BRIEF:
Quote the entire article on the nature museum's cougar pelt word for word.

QUOTED PASSAGE:
=== Begin Enclosure ===
Donate Now

Cougar pelt among secrets prowling nature museum warehouse

July 11, 2018
Ryan Tumilty, CBC News

This is part of a series called Hidden Treasures that will run for several more weeks this summer, taking a look at what museums in the National Capital Region have in storage. We’ll post a new story every Wednesday, and you can find them by visiting the CBC Ottawa website.

Long before Canada was a country, before the U.S. civil war broke out, and before Queen Victoria began her rule, an eastern cougar stalked its prey around Trois-Rivières, Que.

Today its thick pelt and skull are housed in a grey steel cabinet inside a Gatineau, Que., storage facility, along with the rest of the Canadian Museum of Nature’s vast collection of items the public rarely gets to see.

The eastern cougar specimen was collected in 1828 by a long defunct organization called the National History Society of Montreal, which later donated it to the Ottawa museum in 1913.

Kamal Khidas, the nature museum’s curator of vertebrate zoology, says there’s a lot of present-day science that can be done with the decades-old specimen.

Cougars — sometimes called mountain lions or pumas — are virtually extinct in eastern Canada, though isolated reports of eastern cougar sightings persist.

If one is ever found, the 190-year-old pelt and skull could provide a useful comparison.

“It has a historical value and a scientific value,” Khidas says. “It was used for DNA analysis. That is why it has a very high scientific value.”
=== End Enclosure ===
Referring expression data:
=== Begin Enclosure ===
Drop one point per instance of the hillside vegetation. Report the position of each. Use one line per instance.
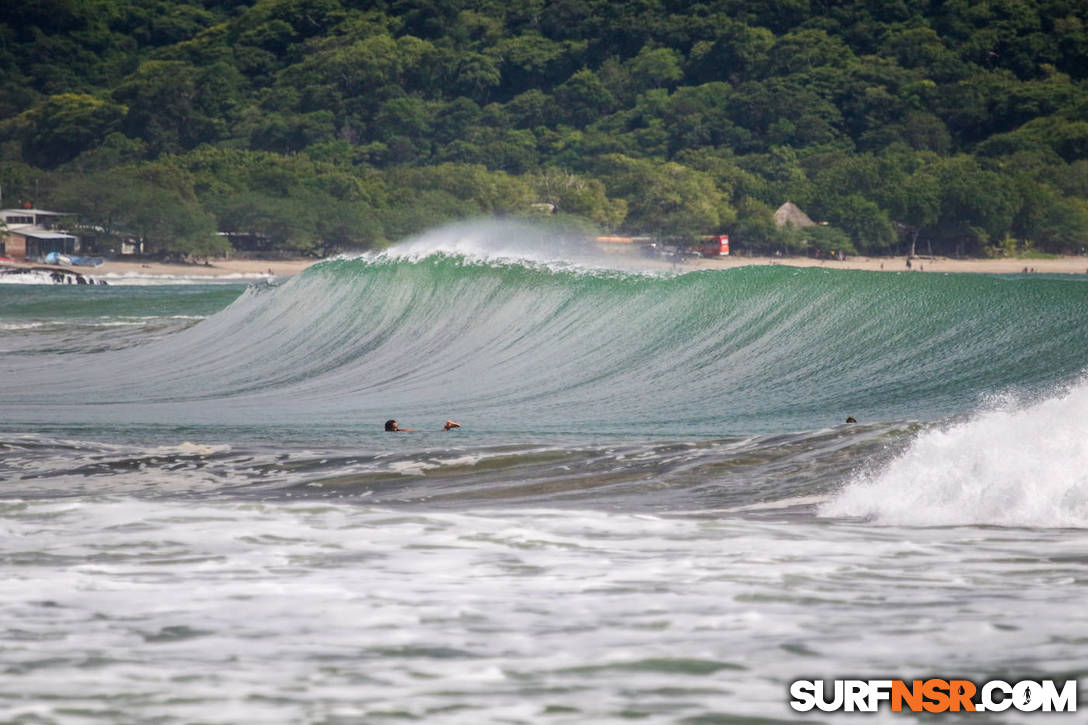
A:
(959, 126)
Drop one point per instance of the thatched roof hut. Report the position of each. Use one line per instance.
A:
(790, 213)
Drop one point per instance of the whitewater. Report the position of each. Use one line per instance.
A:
(653, 511)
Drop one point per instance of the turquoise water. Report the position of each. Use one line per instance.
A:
(653, 508)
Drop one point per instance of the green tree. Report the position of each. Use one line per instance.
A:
(63, 126)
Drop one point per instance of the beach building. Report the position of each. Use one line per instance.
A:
(34, 233)
(791, 213)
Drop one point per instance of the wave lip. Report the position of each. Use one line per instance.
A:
(1015, 465)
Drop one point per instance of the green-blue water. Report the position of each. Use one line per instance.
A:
(653, 508)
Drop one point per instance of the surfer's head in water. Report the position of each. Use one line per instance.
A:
(393, 427)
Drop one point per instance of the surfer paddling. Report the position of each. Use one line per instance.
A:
(393, 427)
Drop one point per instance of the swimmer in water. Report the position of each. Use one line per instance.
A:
(393, 427)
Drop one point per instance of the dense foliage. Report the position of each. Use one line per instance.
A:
(961, 126)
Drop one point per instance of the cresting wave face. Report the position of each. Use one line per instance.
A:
(484, 323)
(1014, 465)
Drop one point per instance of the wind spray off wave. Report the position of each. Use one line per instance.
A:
(505, 343)
(1014, 465)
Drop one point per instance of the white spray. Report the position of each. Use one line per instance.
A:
(1010, 466)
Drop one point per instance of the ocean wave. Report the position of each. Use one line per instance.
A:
(1015, 464)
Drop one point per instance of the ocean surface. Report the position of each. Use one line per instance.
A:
(653, 511)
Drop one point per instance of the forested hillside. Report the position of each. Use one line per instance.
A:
(961, 126)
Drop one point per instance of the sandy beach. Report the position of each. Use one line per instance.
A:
(255, 268)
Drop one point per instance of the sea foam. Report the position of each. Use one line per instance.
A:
(1012, 465)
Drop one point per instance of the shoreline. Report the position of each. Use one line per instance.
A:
(270, 268)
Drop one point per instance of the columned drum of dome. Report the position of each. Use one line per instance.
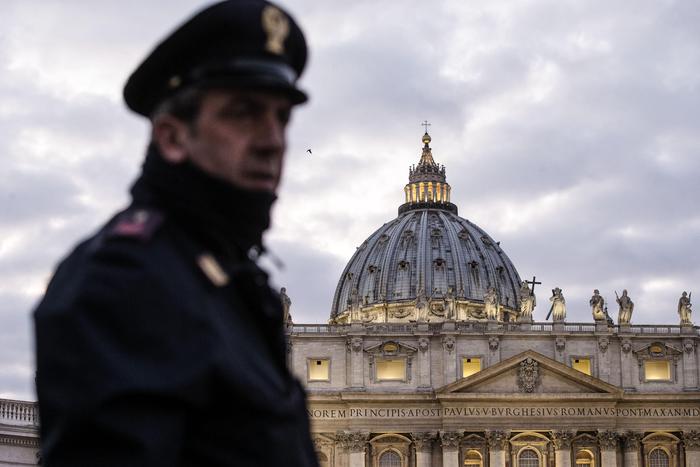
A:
(428, 264)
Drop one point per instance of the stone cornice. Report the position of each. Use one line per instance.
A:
(608, 439)
(424, 440)
(562, 439)
(450, 439)
(497, 439)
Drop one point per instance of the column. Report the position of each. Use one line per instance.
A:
(627, 364)
(424, 448)
(355, 347)
(690, 366)
(631, 443)
(449, 359)
(604, 359)
(357, 442)
(607, 441)
(424, 362)
(691, 444)
(450, 448)
(498, 447)
(562, 447)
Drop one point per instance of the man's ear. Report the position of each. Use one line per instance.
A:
(170, 134)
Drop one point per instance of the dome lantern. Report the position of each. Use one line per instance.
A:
(427, 183)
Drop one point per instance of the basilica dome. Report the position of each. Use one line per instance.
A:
(428, 264)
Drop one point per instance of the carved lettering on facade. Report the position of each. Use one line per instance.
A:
(691, 440)
(500, 412)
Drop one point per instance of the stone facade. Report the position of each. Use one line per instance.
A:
(526, 404)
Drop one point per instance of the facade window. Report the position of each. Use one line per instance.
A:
(659, 458)
(584, 459)
(391, 369)
(582, 364)
(528, 458)
(657, 370)
(470, 365)
(390, 459)
(472, 458)
(319, 369)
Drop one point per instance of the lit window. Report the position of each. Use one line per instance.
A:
(473, 458)
(391, 369)
(529, 458)
(319, 369)
(470, 365)
(658, 458)
(389, 459)
(657, 370)
(582, 364)
(584, 459)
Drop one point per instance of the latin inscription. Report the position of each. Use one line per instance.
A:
(513, 412)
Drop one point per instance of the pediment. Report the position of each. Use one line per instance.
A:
(391, 348)
(530, 373)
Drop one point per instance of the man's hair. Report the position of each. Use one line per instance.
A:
(184, 105)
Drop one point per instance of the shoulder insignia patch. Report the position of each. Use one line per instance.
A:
(140, 224)
(212, 269)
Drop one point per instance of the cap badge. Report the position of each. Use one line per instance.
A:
(276, 26)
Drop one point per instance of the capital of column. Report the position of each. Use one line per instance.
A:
(631, 440)
(608, 439)
(353, 441)
(450, 439)
(691, 440)
(497, 439)
(423, 440)
(562, 439)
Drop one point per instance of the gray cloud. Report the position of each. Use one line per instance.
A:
(569, 131)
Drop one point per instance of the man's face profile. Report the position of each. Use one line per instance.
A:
(238, 136)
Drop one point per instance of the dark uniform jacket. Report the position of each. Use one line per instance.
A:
(159, 343)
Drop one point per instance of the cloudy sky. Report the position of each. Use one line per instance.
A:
(570, 132)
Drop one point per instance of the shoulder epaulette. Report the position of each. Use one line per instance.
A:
(139, 224)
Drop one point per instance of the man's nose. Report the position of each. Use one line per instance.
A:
(271, 132)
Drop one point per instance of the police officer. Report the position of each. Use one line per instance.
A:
(159, 341)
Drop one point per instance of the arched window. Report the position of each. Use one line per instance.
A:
(528, 458)
(472, 458)
(390, 459)
(584, 459)
(659, 458)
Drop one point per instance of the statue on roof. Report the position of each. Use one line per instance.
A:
(491, 304)
(684, 308)
(558, 308)
(286, 305)
(597, 303)
(527, 302)
(626, 304)
(450, 303)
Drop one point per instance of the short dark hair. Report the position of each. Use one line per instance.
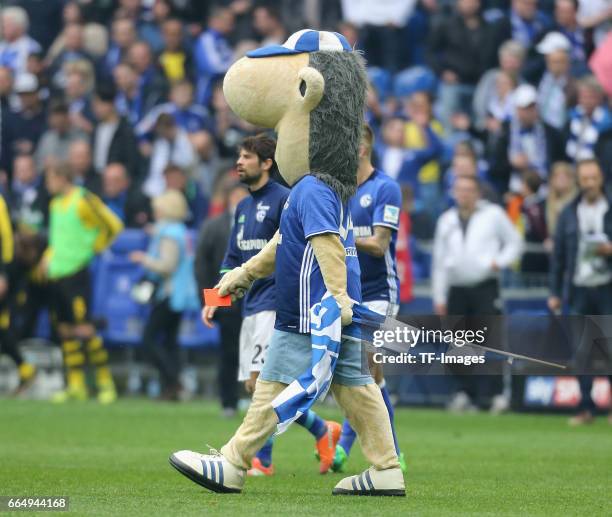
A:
(106, 92)
(588, 161)
(58, 107)
(263, 146)
(532, 179)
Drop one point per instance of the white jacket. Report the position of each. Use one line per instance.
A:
(466, 260)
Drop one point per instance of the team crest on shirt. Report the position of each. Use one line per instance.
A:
(365, 200)
(262, 210)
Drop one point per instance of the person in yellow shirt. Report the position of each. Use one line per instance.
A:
(80, 226)
(415, 138)
(8, 342)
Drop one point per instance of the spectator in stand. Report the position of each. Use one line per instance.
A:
(73, 50)
(134, 99)
(557, 89)
(15, 45)
(596, 15)
(29, 121)
(561, 191)
(421, 163)
(460, 50)
(566, 22)
(269, 26)
(152, 28)
(123, 35)
(80, 82)
(113, 138)
(582, 267)
(526, 141)
(152, 85)
(527, 211)
(175, 60)
(590, 126)
(212, 243)
(28, 198)
(197, 204)
(171, 146)
(191, 117)
(511, 57)
(381, 26)
(80, 161)
(465, 163)
(212, 52)
(473, 242)
(55, 142)
(128, 203)
(525, 24)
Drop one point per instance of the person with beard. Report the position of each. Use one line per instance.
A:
(256, 220)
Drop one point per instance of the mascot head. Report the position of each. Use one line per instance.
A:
(312, 91)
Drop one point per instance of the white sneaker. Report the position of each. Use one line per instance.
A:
(499, 404)
(211, 471)
(373, 482)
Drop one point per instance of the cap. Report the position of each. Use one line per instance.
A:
(25, 83)
(306, 40)
(525, 95)
(552, 42)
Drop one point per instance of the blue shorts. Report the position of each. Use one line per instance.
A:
(289, 356)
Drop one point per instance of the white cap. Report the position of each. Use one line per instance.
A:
(26, 83)
(553, 42)
(525, 95)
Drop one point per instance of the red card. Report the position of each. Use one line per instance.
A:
(212, 298)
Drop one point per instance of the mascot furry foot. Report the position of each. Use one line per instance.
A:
(373, 482)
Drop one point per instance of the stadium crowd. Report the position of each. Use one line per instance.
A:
(128, 95)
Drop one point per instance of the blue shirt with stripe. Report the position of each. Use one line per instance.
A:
(313, 208)
(377, 203)
(256, 220)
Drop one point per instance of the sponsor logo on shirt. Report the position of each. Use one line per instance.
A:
(362, 231)
(391, 214)
(262, 210)
(365, 200)
(249, 244)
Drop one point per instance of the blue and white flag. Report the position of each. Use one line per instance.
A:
(301, 394)
(326, 333)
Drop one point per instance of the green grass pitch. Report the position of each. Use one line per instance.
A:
(114, 461)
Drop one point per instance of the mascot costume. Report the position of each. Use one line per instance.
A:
(311, 90)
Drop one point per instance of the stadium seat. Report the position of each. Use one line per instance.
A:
(381, 80)
(194, 334)
(415, 79)
(112, 300)
(130, 240)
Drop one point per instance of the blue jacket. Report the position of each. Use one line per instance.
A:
(183, 294)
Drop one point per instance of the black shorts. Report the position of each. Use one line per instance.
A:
(70, 298)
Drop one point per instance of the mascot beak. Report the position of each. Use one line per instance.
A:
(263, 91)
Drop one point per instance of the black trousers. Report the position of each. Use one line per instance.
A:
(160, 342)
(478, 300)
(229, 323)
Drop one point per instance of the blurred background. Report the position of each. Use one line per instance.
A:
(129, 94)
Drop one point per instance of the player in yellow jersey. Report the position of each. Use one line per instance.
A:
(80, 226)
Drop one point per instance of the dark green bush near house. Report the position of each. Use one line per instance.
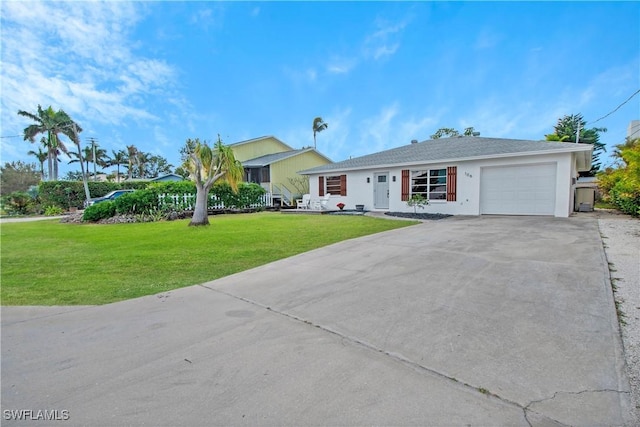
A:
(53, 211)
(248, 194)
(99, 211)
(139, 201)
(19, 203)
(66, 194)
(173, 187)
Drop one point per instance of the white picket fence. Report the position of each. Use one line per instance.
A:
(188, 201)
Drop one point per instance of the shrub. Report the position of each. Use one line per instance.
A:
(53, 211)
(66, 194)
(417, 201)
(99, 211)
(19, 203)
(248, 194)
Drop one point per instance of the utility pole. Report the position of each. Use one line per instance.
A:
(84, 176)
(94, 142)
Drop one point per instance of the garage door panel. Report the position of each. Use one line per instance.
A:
(518, 190)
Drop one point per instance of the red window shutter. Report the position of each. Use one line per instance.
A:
(405, 185)
(452, 173)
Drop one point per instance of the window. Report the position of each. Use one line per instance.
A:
(431, 183)
(333, 185)
(336, 185)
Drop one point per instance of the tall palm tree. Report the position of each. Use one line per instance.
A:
(118, 158)
(206, 165)
(42, 157)
(52, 123)
(318, 126)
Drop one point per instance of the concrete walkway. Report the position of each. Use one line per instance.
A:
(462, 321)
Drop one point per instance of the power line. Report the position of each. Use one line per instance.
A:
(617, 108)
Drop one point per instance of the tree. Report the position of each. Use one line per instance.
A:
(52, 123)
(86, 155)
(450, 132)
(318, 126)
(621, 183)
(18, 176)
(566, 130)
(207, 165)
(158, 165)
(42, 157)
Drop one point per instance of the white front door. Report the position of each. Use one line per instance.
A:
(381, 190)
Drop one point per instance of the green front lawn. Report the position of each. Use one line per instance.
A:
(49, 263)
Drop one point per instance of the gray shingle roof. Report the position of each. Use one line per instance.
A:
(453, 149)
(270, 158)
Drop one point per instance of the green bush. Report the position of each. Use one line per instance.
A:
(66, 194)
(248, 194)
(53, 211)
(19, 203)
(99, 211)
(139, 201)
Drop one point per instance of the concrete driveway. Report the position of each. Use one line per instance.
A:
(462, 321)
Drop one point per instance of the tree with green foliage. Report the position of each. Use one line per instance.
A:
(18, 176)
(573, 128)
(207, 165)
(620, 184)
(52, 123)
(318, 126)
(42, 157)
(450, 132)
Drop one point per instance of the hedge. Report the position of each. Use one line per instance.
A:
(66, 194)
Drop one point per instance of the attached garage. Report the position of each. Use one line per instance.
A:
(518, 190)
(465, 175)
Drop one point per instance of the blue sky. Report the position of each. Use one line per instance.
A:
(153, 74)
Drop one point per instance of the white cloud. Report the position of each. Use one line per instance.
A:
(383, 41)
(80, 57)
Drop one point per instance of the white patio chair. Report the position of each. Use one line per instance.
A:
(322, 203)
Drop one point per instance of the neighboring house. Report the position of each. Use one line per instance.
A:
(460, 176)
(273, 164)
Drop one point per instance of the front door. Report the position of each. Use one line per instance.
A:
(381, 190)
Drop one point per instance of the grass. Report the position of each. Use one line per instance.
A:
(50, 263)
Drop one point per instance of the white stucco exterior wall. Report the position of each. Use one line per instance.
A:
(359, 191)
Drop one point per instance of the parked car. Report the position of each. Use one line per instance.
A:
(109, 196)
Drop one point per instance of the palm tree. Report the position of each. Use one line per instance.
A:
(86, 155)
(118, 158)
(206, 165)
(42, 156)
(52, 123)
(572, 128)
(318, 126)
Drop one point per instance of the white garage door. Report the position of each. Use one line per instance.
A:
(518, 190)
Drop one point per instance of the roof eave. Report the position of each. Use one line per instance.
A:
=== End Enclosure ===
EXERCISE ANSWER:
Donate Now

Cougar pelt among secrets prowling nature museum warehouse

July 11, 2018
Ryan Tumilty, CBC News

This is part of a series called Hidden Treasures that will run for several more weeks this summer, taking a look at what museums in the National Capital Region have in storage. We’ll post a new story every Wednesday, and you can find them by visiting the CBC Ottawa website.

Long before Canada was a country, before the U.S. civil war broke out, and before Queen Victoria began her rule, an eastern cougar stalked its prey around Trois-Rivières, Que.

Today its thick pelt and skull are housed in a grey steel cabinet inside a Gatineau, Que., storage facility, along with the rest of the Canadian Museum of Nature’s vast collection of items the public rarely gets to see.

The eastern cougar specimen was collected in 1828 by a long defunct organization called the National History Society of Montreal, which later donated it to the Ottawa museum in 1913.

Kamal Khidas, the nature museum’s curator of vertebrate zoology, says there’s a lot of present-day science that can be done with the decades-old specimen.

Cougars — sometimes called mountain lions or pumas — are virtually extinct in eastern Canada, though isolated reports of eastern cougar sightings persist.

If one is ever found, the 190-year-old pelt and skull could provide a useful comparison.

“It has a historical value and a scientific value,” Khidas says. “It was used for DNA analysis. That is why it has a very high scientific value.”